====== Material provided

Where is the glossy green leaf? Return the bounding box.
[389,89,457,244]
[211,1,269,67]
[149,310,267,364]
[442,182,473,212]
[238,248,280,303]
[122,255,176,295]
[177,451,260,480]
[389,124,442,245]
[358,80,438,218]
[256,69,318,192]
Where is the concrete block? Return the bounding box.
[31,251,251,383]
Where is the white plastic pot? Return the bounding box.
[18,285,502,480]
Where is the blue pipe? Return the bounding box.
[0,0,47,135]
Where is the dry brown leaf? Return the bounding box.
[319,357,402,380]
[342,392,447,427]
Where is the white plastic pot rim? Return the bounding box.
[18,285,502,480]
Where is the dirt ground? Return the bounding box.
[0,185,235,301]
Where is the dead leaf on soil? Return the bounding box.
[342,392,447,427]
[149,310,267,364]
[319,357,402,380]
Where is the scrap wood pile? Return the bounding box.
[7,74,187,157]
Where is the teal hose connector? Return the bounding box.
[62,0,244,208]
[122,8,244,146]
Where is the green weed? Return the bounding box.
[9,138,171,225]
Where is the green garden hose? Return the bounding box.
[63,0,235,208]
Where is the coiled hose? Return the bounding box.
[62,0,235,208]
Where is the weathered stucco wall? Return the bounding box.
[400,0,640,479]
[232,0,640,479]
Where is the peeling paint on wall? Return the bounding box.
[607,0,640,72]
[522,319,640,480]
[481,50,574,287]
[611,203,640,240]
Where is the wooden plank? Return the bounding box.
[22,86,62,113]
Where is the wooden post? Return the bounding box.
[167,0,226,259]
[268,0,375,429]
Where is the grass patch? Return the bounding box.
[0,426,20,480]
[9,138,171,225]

============

What to work on: Repeat the records above word for word, starting at the very first line and ending at the line that contains "[31,251,251,383]", with both ends included.

In response:
Where is the glossy green leaf? Return the bounding box.
[389,89,457,244]
[211,1,269,67]
[149,310,267,364]
[442,182,473,212]
[238,248,280,303]
[122,255,176,295]
[177,451,260,480]
[389,124,442,245]
[358,80,438,218]
[256,69,318,192]
Where is the concrete block? Return the bounding box.
[31,251,251,383]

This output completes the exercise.